====== RECORDS SUPPLIED ======
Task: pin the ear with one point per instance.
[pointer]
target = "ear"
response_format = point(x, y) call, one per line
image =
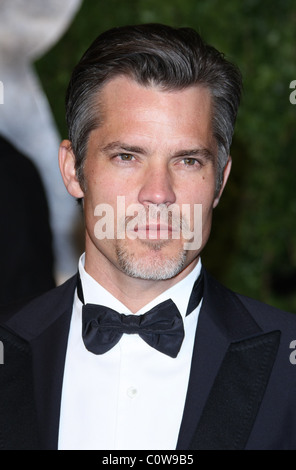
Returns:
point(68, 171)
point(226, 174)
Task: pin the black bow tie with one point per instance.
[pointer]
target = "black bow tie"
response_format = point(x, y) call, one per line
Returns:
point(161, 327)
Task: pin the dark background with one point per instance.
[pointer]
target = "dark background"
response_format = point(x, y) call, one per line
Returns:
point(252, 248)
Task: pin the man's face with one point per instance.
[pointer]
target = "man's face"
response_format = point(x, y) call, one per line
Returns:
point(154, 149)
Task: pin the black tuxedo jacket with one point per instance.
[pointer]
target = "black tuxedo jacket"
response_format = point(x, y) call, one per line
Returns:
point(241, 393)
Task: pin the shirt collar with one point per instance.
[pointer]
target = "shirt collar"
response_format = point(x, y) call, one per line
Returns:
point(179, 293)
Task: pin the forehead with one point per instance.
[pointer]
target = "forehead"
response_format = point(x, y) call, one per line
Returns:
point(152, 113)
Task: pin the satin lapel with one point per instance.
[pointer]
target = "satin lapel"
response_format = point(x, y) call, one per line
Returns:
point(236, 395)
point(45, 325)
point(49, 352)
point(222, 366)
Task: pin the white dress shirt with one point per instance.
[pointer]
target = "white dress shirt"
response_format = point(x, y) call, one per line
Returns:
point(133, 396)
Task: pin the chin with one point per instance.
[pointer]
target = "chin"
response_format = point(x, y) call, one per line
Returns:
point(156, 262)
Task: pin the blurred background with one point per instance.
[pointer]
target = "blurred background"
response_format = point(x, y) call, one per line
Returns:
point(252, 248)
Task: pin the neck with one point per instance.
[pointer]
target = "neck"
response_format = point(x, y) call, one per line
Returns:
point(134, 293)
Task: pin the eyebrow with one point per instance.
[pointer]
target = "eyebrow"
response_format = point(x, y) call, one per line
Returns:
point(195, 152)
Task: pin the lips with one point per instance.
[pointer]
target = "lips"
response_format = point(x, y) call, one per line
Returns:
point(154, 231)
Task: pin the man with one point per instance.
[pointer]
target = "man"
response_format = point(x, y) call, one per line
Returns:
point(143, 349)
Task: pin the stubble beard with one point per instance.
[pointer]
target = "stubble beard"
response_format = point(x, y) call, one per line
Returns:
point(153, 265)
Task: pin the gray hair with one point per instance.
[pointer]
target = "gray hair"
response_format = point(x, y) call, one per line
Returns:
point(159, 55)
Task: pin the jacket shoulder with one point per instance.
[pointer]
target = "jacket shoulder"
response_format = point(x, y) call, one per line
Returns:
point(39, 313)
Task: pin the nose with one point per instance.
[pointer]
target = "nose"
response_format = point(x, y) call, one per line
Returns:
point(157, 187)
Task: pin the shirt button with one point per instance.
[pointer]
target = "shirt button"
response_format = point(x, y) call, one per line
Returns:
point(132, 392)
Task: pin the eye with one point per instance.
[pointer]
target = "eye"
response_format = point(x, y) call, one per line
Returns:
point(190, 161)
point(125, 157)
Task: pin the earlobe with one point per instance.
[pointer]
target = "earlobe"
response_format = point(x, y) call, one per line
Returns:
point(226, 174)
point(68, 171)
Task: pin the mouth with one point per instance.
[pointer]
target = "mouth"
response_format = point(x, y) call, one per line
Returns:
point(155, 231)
======
**EXERCISE GOAL**
Without the pictures, reproduce every line of the records above exactly.

**WRITTEN SOLUTION**
Task: pin the ear with one point per instance.
[pointer]
target = "ear"
response_format = point(x, y) call, one per line
image =
Returns:
point(68, 171)
point(226, 174)
Task: pin the black bow tie with one point per instance.
[pointer]
target = "black bow tie"
response_format = point(x, y) call, one per line
Returns:
point(161, 327)
Task: pin the dark background with one point per instance.
[pointer]
target = "dark background"
response_format = point(x, y) call, one per line
Returns:
point(252, 248)
Task: pin the man's face with one point per instance.
[pointer]
target = "man's face"
response_format = point(x, y) call, one per line
Returns:
point(154, 149)
Task: pin the black tuxedo jacket with one point per instance.
[pointer]
target = "black tuxedo jacket"
response_format = point(x, y) call, one per line
Returns:
point(241, 393)
Task: pin the shirt collar with one point per instance.
[pointer]
target = "shirt collar"
response_format = point(x, y) call, one per line
Returns:
point(179, 293)
Task: pin the forehead with one point per instance.
[pointer]
target = "forehead"
response_format = point(x, y) call, one per line
Returns:
point(152, 113)
Task: pin the satin lapel with one point per instance.
[pointer]
target = "satin lapel"
response_format = point(x, y) call, one per line
Returns:
point(236, 395)
point(45, 325)
point(49, 352)
point(222, 366)
Task: pin the white dress shirt with one point per instance.
[pointer]
target = "white dress shirt"
response_format = point(x, y) call, one per line
Returns:
point(133, 396)
Task: pin the chin with one point per instance.
[pointer]
target = "chin"
response_format = point(x, y) call, one per line
Returns:
point(156, 262)
Task: pin the blurred background with one point per instance.
[pointer]
target = "blurred background"
response_format = point(x, y) call, one per line
Returns:
point(252, 248)
Task: pin the neck with one point per instance.
[pointer]
target = "neck"
response_format = point(x, y) call, one per line
Returns:
point(134, 293)
Task: pin the eyebrow with one point per instance.
[pointer]
target = "eyebrow"
response_format = point(x, y) call, one per line
Returns:
point(195, 152)
Task: pin the lips with one point per instance.
[pointer]
target = "lips"
response_format = point(x, y) call, one per line
Returns:
point(154, 231)
Task: pin the man with one point per instance.
[pointer]
target = "man"
response_format = point(x, y) call, one per line
Returns:
point(143, 349)
Task: pin the stubble beard with one point per instance.
[pointer]
target = "stubble beard"
response_format = point(x, y) call, one per line
Returns:
point(153, 265)
Task: pin the gray hair with one point per instance.
[pointer]
target = "gray hair"
response_format = point(x, y) call, one per line
Returns:
point(159, 55)
Task: pin the jacket shoulder with one point per instance.
[pointer]
target = "jacket shoulder"
response_format = point(x, y) call, one per line
Returns:
point(39, 313)
Task: pin the nose with one point per instance.
[pointer]
target = "nose"
response_format = point(x, y) call, one per line
Returns:
point(157, 187)
Task: pin the shirt button with one point per instance.
[pointer]
target = "shirt button"
response_format = point(x, y) call, one per line
Returns:
point(132, 392)
Task: pin the eye with one point per instance.
[pointer]
target = "eye"
response_format = point(x, y) call, one per line
Returns:
point(190, 161)
point(125, 157)
Task: pin the earlobe with one point per instance.
[pointer]
target = "earlobe"
response_format = point(x, y) call, one per line
Returns:
point(226, 174)
point(68, 171)
Task: pin the mouth with one point per instance.
[pointer]
target = "mouth"
response_format = point(x, y) call, one per line
Returns:
point(155, 231)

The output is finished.